__Written instruction__: Rewrite the data below from the line that contains "Where can you spot the azoka" through the end, with "shopping trolley" changed to "shopping cart" and nothing else altered.

__Data for processing__:
▼

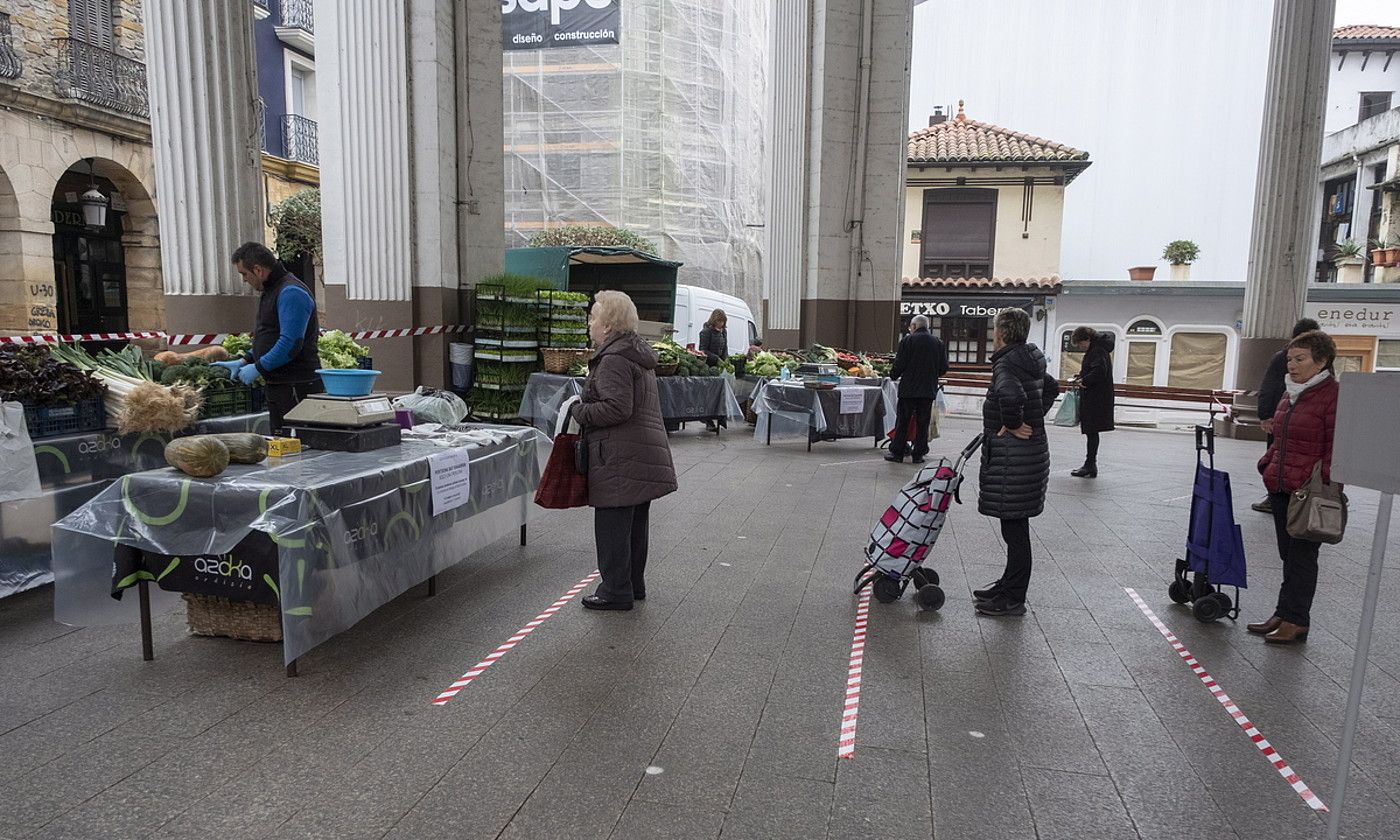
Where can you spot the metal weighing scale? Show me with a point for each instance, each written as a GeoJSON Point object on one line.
{"type": "Point", "coordinates": [345, 423]}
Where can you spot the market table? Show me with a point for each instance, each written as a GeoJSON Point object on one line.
{"type": "Point", "coordinates": [682, 399]}
{"type": "Point", "coordinates": [73, 469]}
{"type": "Point", "coordinates": [328, 536]}
{"type": "Point", "coordinates": [849, 410]}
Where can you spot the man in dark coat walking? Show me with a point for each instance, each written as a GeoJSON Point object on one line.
{"type": "Point", "coordinates": [1015, 457]}
{"type": "Point", "coordinates": [920, 363]}
{"type": "Point", "coordinates": [1271, 389]}
{"type": "Point", "coordinates": [1095, 384]}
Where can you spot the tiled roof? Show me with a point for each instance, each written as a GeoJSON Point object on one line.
{"type": "Point", "coordinates": [961, 139]}
{"type": "Point", "coordinates": [1032, 283]}
{"type": "Point", "coordinates": [1367, 32]}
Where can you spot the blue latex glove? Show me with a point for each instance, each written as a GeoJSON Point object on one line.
{"type": "Point", "coordinates": [247, 374]}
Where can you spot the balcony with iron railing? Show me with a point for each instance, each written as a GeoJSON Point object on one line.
{"type": "Point", "coordinates": [298, 139]}
{"type": "Point", "coordinates": [297, 24]}
{"type": "Point", "coordinates": [101, 77]}
{"type": "Point", "coordinates": [10, 63]}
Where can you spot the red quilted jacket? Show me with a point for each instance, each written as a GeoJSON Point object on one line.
{"type": "Point", "coordinates": [1302, 437]}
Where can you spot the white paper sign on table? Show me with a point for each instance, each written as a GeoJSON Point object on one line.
{"type": "Point", "coordinates": [451, 479]}
{"type": "Point", "coordinates": [853, 401]}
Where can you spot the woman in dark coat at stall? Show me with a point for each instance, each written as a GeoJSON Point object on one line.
{"type": "Point", "coordinates": [1095, 382]}
{"type": "Point", "coordinates": [1015, 455]}
{"type": "Point", "coordinates": [629, 457]}
{"type": "Point", "coordinates": [1304, 426]}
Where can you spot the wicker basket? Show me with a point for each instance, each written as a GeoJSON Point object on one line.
{"type": "Point", "coordinates": [557, 360]}
{"type": "Point", "coordinates": [209, 615]}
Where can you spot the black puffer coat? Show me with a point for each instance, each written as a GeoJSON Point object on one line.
{"type": "Point", "coordinates": [1015, 472]}
{"type": "Point", "coordinates": [1096, 394]}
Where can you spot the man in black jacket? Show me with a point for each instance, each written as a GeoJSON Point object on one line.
{"type": "Point", "coordinates": [920, 363]}
{"type": "Point", "coordinates": [1271, 391]}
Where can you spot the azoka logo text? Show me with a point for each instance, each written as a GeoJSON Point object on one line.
{"type": "Point", "coordinates": [553, 6]}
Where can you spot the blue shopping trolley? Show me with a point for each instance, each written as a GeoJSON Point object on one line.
{"type": "Point", "coordinates": [1214, 543]}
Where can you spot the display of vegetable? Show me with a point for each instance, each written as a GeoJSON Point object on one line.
{"type": "Point", "coordinates": [200, 455]}
{"type": "Point", "coordinates": [339, 350]}
{"type": "Point", "coordinates": [133, 401]}
{"type": "Point", "coordinates": [34, 377]}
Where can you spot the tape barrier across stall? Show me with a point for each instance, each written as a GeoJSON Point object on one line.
{"type": "Point", "coordinates": [331, 536]}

▲

__Full response__:
Where can you spot the azoka logo text? Show me with a point for each instance, each written as a GeoJSON Point object on one line.
{"type": "Point", "coordinates": [553, 6]}
Where can you spot the blue shopping cart? Show me with a point for each instance, each written as a GeoJSON Point object on one line.
{"type": "Point", "coordinates": [1214, 543]}
Where can you spot the display of vegetable? Show me with a point for each instance, each written as a GeoJSON Point object on one line.
{"type": "Point", "coordinates": [200, 455]}
{"type": "Point", "coordinates": [339, 350]}
{"type": "Point", "coordinates": [133, 401]}
{"type": "Point", "coordinates": [34, 377]}
Where can you spot the tape barrier across stall? Show me with a point for each instance, each written as a GeoJSON Point object on one line.
{"type": "Point", "coordinates": [331, 536]}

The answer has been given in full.